# Supplied passage:
####################

So has the watch and calendar.
As have the alarm clock.
Or feminism.
Let me count the ways:
Before electricity and the electric light, there really wasn't much you could do after sunset; 5pm in the winter, 8pm in the summer. You were forced to adopt the solar cycle. Now we can/have decouple ourselves (to our own detriment, of course) from the same old same old; get up at dawn, go sleep shortly after dusk.
Now think how long you sleep now, vs how long you would sleep without an electric light. I do 12am to 7am, my brother does 2am to 9am; but without electriciy and light, we would probably be forced on a 8pm to 6am schedule. And I would have no choice; without light, there's precious little I can do, at all.
Then there's the whole concept of swing shift.
Imagine genetic engineering allowing 100% decoupling from the solar cycle?
Okay, how about watches and calendars?
We would be reliant upon good weather and sundials. We wouldn't be able to predict the future at all, because we couldn't predict the present. The lowest granularity would be 'morning, afternoon, evening, bedtime', but now we can do better 'every ten minutes', 'ever 30 seconds', 'every three hours'.
Again, separation from the solar cycle. This allows us to do chemical reactions, physics experiments, planning into the future (meet tomorrow at 3pm'. Does this change the way we live life? Yes, it makes life more regimented and predictable (probably to our detriment)
Try an experiment; turn off or disable all clocks in your house for two weeks, it's actually very relaxing.

####################

Object descriptions in free text:
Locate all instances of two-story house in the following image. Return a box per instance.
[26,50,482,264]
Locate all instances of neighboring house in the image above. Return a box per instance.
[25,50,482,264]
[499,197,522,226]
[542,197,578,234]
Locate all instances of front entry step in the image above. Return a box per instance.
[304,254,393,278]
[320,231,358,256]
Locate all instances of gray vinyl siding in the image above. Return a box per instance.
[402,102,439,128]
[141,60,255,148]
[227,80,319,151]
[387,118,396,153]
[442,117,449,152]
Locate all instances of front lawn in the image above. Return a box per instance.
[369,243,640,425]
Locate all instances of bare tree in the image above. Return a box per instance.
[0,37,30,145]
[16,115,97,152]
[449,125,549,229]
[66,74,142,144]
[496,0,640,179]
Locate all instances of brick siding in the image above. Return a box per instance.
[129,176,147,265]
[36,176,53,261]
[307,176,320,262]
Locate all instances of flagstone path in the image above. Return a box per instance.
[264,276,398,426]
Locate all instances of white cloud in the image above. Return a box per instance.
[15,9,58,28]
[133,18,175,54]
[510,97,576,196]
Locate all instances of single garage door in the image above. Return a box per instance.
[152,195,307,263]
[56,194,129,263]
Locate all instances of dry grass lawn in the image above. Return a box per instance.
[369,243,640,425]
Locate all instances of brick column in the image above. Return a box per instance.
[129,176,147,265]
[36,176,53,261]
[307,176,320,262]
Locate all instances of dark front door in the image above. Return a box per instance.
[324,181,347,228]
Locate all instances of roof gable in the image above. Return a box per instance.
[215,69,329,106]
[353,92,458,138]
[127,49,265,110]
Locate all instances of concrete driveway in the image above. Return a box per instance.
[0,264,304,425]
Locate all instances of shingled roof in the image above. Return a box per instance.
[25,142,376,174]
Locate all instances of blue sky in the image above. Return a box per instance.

####################

Please write out the passage above on electric light, clocks and calendars in full, word for word.

# Result for this exercise:
So has the watch and calendar.
As have the alarm clock.
Or feminism.
Let me count the ways:
Before electricity and the electric light, there really wasn't much you could do after sunset; 5pm in the winter, 8pm in the summer. You were forced to adopt the solar cycle. Now we can/have decouple ourselves (to our own detriment, of course) from the same old same old; get up at dawn, go sleep shortly after dusk.
Now think how long you sleep now, vs how long you would sleep without an electric light. I do 12am to 7am, my brother does 2am to 9am; but without electriciy and light, we would probably be forced on a 8pm to 6am schedule. And I would have no choice; without light, there's precious little I can do, at all.
Then there's the whole concept of swing shift.
Imagine genetic engineering allowing 100% decoupling from the solar cycle?
Okay, how about watches and calendars?
We would be reliant upon good weather and sundials. We wouldn't be able to predict the future at all, because we couldn't predict the present. The lowest granularity would be 'morning, afternoon, evening, bedtime', but now we can do better 'every ten minutes', 'ever 30 seconds', 'every three hours'.
Again, separation from the solar cycle. This allows us to do chemical reactions, physics experiments, planning into the future (meet tomorrow at 3pm'. Does this change the way we live life? Yes, it makes life more regimented and predictable (probably to our detriment)
Try an experiment; turn off or disable all clocks in your house for two weeks, it's actually very relaxing.